■ What to produce ■
In the Instructables thread on plating copper and brass jewelry with silver, what does the first reply say to use to clean residue off the cathode after copper plating?

■ Document excerpt ■
★ ★ ★

Instructables

How do you electroplate, or plate, small jewelry pieces of copper or brass with sterling silver?

I make jewelry and would like to cover some small jewelry parts/ findings/ charms with sterling silver. The parts are made of copper and some of brass. I would need to do this in my home. If this is possible, how do I go about it? What supplies and equipment do I need? Thank you, Laurel Martin

15crowlgeo4 years ago
 Well I have copper plated nickels without buying anything an I'm only thirteen! So here is a link to a great tutorial on copper and nickel plating.www.finishing.com/faqs/howworks.html To add on to that awesome tutorial the formula for the solution I use is this: 6oz distilled water (needed), two caps of vinegar (cap is about 1in across and .5in deep) and a small pinch of table salt. I have only copper plated and I used a piece of copper for connecting electric fences (oddly enough we have them in the house). I would recommend using a smaller piece of copper for the cathode and then trying a nickel. A few notes: you can't use pennies as the anode, the cathode may have residue on it after copper plating, use an old toothbrush and toothpaste to clean it off, For the best look repeat the process about three times and let it sit overnight, changing the position of the wires each time so there are no silver streaks and finally, a AA battery is perfect. The solution will eventually turn blue from the dissolved copper, make sure you dispose of it responsibly, dissolved copper IS a biohazard
I have done copper plating over organic material or other metals, and the process involves a huge thick piece of copper to draw the metal off of to put onto the object you are plating. Because it requires so much metal, silver and gold plating at home usually isn't very economically viable, because precious metals are so much more expensive most people can't afford the several hundred, or thousand, dollars it takes to get the thick chunk of metal just to plate with. What I'd actually recommend is that instead of trying to do it at home, call some jewelry shops and do a bit of googling in your local area, and see if you can find a jeweler or manufacturing place that already does silver-plating, and see if they'll let you put some of your things in their line. You'll probably have to pay a fee of some sort, and it'll most likely be easier to convince a small jeweler to let you in rather than a large manufacturing place (which would probably have to interrupt production schedules for you). I hope this is helpful information for you, and good luck!

★ ★ ★

■ Data supplied ■
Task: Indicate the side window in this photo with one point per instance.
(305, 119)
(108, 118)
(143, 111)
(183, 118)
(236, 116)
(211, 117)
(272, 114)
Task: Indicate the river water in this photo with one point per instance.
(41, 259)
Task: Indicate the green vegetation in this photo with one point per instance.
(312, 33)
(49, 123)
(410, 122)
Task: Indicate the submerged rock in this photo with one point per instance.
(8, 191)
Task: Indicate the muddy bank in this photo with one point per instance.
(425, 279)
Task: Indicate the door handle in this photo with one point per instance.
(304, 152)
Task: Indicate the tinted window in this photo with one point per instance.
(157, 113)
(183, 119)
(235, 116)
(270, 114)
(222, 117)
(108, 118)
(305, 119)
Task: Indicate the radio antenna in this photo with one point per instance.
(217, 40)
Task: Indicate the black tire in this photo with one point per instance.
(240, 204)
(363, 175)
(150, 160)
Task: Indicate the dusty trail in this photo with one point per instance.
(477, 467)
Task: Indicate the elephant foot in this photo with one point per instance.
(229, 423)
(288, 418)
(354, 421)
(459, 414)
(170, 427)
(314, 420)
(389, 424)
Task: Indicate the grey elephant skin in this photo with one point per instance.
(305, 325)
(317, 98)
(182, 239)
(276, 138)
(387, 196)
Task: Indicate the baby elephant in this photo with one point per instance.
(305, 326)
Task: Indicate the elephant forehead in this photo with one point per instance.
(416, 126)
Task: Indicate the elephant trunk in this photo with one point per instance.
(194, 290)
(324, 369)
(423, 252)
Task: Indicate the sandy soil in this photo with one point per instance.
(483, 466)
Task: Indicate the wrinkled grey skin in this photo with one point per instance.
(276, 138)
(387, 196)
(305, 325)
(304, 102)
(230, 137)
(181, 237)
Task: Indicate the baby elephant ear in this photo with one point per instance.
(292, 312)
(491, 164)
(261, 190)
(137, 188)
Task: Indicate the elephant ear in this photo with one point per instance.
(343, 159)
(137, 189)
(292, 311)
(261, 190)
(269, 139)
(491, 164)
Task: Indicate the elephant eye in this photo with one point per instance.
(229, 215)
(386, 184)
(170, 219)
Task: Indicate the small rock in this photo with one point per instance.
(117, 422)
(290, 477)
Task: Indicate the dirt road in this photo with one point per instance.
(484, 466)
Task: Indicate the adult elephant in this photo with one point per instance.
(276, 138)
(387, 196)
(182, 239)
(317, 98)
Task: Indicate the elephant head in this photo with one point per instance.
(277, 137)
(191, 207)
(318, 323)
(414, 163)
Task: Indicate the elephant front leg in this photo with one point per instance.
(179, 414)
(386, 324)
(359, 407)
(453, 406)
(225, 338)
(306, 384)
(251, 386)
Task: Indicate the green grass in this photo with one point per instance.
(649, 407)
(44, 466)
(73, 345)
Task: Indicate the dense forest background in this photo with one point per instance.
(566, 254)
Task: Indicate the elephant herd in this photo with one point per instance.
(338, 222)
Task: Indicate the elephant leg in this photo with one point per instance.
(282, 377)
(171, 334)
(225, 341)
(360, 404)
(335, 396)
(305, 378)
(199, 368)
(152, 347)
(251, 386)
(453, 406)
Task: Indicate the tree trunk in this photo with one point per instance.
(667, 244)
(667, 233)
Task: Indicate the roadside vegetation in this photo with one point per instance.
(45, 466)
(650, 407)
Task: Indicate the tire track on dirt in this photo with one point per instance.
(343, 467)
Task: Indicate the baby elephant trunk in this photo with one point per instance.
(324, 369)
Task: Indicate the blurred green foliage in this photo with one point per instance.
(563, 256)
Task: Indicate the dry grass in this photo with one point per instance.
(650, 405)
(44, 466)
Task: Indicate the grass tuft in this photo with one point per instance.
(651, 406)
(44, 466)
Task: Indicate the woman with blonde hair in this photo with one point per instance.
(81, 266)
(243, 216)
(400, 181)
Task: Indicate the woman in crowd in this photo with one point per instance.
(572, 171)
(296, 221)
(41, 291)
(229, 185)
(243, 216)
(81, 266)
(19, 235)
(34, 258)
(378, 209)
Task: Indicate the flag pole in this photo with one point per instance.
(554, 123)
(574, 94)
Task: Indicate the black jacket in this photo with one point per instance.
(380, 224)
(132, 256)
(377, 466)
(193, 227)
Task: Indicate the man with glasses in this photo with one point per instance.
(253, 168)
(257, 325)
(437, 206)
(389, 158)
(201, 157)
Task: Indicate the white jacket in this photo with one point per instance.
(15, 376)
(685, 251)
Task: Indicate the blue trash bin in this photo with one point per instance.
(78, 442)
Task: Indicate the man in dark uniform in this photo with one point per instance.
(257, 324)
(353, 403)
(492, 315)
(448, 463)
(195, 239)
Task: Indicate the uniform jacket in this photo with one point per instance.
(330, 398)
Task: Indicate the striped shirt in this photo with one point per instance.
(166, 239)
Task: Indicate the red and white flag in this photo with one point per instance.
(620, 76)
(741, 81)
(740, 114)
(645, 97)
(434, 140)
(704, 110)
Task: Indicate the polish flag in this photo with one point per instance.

★ ★ ★

■ Written answer ■
An old toothbrush and toothpaste.